◆ Extract ◆

See precautions for household members and caregivers for more information.
When Someone is Sick: Clean and Disinfect Your Home
Keep a separate bedroom and bathroom for a person who is sick (if possible).
If the sick person is able to clean
- Provide dedicated cleaning and disinfecting supplies to the person who is sick.
- Supplies include tissues, paper towels, cleaners, and Health Canada disinfectants.
- In shared spaces, the person who is sick should clean and disinfect surfaces and items after each use.
If the sick person cannot clean
Put on a mask and ask the sick person to put on a mask before entering the room.
- Wear gloves if needed for your cleaning and disinfection product(s).
- Only clean and disinfect the area around the person who is sick when needed (when the area is soiled) to limit your contact with the person who is sick.
- Open outside doors and windows, and use fans and heating, ventilation, and air conditioning (HVAC) settings to increase air circulation.

◆ Problem statement ◆
Edit the home cleaning guidance from "- In shared" through "and disinfection product(s)." so that "gloves" becomes "disposable gloves", and write out that stretch in full.

◆ Data under study ◆
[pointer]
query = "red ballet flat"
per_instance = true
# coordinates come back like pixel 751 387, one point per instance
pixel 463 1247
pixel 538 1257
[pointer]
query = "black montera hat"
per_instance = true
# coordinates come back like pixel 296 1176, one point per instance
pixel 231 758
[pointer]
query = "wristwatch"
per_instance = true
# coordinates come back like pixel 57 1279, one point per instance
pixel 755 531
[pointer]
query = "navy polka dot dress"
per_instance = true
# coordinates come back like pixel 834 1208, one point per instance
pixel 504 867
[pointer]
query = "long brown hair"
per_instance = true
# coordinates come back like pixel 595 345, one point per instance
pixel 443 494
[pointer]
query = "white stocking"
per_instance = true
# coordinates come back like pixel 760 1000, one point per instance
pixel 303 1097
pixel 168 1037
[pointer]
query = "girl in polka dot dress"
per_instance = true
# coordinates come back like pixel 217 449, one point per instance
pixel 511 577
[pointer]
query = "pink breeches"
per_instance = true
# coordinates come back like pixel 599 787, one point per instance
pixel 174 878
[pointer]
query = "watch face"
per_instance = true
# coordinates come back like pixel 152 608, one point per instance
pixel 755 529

◆ Your solution ◆
- In shared spaces, the person who is sick should clean and disinfect surfaces and items after each use.
If the sick person cannot clean
Put on a mask and ask the sick person to put on a mask before entering the room.
- Wear disposable gloves if needed for your cleaning and disinfection product(s).